[Start of section]
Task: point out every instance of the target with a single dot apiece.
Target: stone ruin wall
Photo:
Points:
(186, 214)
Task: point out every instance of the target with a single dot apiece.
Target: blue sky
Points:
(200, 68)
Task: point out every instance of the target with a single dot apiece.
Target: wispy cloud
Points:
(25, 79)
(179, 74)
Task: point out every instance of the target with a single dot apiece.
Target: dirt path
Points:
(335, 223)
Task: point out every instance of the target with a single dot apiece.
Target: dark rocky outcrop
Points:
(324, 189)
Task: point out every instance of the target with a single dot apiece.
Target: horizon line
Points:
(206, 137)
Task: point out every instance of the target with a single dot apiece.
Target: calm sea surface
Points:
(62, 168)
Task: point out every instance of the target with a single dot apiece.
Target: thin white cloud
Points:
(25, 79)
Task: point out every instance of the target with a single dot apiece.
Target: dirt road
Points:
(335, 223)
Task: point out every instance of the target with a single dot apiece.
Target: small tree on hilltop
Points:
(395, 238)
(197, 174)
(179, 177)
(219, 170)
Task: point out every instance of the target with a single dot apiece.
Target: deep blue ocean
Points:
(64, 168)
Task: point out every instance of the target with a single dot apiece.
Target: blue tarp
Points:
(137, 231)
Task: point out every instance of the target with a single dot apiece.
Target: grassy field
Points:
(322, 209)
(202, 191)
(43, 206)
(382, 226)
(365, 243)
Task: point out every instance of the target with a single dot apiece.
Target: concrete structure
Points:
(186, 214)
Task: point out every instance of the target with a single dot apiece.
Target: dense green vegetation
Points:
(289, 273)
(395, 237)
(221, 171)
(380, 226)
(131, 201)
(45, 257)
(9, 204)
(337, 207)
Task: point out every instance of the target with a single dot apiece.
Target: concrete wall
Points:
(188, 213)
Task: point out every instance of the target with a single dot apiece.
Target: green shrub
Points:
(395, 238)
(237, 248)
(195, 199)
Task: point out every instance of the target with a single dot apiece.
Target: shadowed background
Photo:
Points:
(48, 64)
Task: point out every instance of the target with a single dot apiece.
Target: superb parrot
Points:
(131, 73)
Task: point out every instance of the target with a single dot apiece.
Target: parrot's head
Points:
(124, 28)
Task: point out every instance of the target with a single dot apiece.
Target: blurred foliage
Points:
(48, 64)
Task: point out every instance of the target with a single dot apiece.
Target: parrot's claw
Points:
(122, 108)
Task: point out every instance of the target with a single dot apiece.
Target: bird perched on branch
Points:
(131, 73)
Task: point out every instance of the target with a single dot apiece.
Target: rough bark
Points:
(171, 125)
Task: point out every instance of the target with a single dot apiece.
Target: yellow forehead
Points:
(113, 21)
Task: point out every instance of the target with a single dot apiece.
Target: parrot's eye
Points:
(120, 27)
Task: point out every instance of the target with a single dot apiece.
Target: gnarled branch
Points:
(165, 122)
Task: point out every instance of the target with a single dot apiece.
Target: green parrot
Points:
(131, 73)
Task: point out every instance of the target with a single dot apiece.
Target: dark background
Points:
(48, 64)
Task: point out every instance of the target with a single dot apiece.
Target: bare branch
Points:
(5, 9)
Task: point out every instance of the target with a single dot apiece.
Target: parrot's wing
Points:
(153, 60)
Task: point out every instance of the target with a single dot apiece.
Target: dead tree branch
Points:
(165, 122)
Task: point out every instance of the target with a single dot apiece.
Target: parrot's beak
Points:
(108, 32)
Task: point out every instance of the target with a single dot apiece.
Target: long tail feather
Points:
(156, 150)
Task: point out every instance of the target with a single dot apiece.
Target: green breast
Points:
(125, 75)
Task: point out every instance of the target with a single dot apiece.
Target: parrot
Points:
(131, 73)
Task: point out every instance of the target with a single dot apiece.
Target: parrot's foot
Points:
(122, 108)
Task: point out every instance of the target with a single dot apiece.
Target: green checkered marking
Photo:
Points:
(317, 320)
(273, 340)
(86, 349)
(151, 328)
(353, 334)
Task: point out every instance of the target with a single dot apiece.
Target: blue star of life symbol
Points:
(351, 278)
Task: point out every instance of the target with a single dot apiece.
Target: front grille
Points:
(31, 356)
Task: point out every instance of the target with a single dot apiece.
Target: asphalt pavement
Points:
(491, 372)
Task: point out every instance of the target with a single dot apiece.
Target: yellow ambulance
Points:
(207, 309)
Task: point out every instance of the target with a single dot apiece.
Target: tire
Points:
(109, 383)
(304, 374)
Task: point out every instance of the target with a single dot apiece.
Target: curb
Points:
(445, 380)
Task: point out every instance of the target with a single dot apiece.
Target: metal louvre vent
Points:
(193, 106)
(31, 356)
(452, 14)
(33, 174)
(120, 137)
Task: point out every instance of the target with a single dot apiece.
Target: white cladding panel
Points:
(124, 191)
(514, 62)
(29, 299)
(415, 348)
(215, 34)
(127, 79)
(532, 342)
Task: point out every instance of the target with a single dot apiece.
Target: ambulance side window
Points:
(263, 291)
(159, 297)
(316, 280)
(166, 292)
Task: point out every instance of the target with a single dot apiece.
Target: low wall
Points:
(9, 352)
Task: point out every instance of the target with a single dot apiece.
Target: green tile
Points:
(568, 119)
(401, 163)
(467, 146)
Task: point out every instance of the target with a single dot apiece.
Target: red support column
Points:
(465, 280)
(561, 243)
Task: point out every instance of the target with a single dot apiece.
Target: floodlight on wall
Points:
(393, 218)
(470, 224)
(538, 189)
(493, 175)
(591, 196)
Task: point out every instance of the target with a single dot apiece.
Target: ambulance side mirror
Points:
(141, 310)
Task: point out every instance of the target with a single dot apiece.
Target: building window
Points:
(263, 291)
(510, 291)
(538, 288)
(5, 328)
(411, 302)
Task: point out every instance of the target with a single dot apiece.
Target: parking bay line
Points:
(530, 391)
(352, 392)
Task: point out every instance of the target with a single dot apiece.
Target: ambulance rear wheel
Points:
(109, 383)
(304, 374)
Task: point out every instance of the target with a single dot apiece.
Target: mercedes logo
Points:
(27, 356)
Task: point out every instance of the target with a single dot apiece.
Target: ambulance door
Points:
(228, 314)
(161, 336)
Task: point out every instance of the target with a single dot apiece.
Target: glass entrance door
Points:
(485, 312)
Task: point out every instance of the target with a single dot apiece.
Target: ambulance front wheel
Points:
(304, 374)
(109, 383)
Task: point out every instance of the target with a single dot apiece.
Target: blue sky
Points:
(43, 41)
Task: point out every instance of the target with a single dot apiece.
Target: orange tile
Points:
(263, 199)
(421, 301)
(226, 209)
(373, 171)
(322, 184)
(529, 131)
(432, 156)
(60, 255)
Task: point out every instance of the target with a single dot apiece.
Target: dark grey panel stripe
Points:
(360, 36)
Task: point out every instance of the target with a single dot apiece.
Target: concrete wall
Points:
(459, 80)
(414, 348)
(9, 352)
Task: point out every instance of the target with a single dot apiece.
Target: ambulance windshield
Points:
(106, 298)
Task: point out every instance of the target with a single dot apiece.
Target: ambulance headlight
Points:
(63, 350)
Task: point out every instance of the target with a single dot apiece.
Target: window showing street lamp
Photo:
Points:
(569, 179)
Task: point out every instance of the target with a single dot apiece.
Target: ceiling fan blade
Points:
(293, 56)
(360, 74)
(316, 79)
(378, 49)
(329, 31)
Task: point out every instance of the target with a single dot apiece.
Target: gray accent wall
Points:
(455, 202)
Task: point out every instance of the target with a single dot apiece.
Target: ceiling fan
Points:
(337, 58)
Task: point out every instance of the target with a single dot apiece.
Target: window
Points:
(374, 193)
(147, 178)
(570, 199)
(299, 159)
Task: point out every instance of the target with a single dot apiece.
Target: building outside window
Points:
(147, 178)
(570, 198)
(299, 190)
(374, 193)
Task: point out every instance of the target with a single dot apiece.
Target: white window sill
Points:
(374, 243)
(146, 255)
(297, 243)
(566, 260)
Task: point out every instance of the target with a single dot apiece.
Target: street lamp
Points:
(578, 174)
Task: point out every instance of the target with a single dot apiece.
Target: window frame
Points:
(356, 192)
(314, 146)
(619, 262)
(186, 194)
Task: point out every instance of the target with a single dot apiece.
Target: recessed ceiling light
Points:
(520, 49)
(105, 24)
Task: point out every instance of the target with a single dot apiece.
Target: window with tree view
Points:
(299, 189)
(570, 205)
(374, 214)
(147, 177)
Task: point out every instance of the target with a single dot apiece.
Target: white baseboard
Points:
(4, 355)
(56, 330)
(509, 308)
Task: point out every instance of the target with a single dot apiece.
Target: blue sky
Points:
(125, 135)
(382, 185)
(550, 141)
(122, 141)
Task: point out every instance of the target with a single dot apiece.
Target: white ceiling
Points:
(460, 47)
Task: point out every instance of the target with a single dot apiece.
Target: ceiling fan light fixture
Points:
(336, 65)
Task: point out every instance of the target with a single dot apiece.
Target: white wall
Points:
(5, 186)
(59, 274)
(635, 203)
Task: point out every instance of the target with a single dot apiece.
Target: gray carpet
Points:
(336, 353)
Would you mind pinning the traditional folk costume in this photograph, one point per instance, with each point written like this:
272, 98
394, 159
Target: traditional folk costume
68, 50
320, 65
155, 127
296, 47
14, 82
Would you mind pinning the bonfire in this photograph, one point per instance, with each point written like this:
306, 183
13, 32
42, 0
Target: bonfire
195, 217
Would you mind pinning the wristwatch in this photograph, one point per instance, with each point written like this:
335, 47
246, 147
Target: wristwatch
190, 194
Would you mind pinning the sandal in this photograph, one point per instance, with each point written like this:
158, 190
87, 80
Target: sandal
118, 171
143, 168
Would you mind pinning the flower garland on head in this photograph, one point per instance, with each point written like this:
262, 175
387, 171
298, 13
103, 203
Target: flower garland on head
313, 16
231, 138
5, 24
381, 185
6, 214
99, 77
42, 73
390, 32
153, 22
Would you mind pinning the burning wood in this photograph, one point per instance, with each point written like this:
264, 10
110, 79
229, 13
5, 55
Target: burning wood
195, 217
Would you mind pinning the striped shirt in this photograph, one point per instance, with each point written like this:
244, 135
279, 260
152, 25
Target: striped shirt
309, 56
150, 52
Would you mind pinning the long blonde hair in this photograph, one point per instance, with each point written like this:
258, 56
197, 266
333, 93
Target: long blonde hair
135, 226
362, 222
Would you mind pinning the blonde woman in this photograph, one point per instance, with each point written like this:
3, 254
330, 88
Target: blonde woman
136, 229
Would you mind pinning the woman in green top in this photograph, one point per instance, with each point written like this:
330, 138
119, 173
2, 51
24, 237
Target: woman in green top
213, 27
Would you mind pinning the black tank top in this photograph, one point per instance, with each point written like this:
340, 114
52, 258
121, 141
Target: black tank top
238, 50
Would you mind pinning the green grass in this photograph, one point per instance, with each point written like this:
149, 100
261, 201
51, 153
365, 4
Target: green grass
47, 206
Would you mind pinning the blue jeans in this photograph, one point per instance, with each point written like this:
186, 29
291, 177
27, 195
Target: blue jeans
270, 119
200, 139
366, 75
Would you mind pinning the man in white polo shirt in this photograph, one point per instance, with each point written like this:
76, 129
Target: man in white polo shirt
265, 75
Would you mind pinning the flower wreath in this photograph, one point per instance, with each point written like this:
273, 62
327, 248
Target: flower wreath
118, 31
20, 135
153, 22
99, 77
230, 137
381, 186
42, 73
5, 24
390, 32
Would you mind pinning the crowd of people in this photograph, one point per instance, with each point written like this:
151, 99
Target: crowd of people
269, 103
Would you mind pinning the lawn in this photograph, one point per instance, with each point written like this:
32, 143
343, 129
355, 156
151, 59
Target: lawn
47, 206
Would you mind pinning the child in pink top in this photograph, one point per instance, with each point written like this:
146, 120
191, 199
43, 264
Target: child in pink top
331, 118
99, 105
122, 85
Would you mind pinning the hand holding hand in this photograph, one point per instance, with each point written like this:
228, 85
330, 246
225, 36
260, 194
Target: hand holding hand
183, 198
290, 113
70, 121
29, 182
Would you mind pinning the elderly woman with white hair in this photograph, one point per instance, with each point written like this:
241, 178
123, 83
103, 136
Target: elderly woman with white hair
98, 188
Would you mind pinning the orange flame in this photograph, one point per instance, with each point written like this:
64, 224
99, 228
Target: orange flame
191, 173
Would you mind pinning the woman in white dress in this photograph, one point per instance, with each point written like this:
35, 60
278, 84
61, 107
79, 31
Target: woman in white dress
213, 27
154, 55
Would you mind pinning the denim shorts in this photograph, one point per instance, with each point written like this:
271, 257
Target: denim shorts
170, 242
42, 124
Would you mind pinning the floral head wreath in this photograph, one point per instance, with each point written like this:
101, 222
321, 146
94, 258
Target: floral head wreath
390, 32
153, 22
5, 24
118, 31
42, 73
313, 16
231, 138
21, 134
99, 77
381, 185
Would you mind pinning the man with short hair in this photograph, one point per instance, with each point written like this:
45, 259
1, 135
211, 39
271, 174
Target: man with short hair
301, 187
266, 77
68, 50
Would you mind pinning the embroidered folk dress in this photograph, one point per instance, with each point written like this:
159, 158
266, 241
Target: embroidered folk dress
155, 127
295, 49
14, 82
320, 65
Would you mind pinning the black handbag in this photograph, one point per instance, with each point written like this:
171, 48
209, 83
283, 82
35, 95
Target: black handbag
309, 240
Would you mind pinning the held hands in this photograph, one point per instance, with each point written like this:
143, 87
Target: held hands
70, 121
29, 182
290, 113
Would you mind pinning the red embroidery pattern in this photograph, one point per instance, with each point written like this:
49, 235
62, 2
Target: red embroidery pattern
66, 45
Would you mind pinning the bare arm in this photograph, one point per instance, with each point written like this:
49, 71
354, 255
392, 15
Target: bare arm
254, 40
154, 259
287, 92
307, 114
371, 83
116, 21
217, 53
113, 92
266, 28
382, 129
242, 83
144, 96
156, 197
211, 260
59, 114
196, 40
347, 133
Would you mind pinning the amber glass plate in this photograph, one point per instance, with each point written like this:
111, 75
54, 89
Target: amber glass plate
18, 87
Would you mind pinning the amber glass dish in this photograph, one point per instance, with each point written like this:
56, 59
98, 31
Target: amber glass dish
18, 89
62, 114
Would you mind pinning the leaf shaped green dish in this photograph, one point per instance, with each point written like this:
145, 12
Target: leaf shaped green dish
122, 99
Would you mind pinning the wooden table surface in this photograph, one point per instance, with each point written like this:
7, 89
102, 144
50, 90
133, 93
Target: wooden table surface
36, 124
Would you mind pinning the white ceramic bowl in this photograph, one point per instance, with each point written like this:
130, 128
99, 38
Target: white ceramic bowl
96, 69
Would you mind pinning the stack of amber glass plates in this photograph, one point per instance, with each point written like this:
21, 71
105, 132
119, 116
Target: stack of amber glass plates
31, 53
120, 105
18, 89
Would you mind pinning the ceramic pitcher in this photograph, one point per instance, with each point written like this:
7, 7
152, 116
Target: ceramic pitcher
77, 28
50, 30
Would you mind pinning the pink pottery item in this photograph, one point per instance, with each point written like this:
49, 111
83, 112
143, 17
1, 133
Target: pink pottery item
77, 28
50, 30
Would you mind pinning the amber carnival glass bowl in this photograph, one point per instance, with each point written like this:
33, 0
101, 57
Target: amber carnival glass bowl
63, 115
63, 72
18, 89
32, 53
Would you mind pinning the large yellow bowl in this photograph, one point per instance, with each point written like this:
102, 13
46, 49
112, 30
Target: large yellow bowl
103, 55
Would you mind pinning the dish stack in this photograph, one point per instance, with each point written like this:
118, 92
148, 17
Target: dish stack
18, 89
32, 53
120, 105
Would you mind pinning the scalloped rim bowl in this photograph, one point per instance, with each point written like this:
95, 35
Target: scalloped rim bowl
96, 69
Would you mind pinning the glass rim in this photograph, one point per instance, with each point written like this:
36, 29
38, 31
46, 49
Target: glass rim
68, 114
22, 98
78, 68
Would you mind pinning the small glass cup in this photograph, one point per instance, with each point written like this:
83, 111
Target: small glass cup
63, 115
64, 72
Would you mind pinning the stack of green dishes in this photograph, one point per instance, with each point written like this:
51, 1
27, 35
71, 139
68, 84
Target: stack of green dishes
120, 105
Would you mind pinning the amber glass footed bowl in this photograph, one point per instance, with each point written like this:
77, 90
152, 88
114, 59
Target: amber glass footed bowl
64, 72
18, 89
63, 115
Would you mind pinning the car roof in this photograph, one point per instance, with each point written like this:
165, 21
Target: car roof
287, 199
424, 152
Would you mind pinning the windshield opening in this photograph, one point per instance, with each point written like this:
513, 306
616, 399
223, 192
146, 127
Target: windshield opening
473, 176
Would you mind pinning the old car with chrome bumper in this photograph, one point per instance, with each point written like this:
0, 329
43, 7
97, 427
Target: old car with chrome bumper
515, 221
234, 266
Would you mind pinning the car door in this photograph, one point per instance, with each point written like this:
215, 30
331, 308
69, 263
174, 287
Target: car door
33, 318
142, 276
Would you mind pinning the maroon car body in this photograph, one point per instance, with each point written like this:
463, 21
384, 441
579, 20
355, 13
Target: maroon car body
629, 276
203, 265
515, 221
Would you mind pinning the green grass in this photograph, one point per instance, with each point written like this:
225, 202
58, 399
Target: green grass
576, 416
[End of section]
What the exercise asks: Please state the number of lines in the data above that hold the word "panel", without any other text.

Expected answer: 2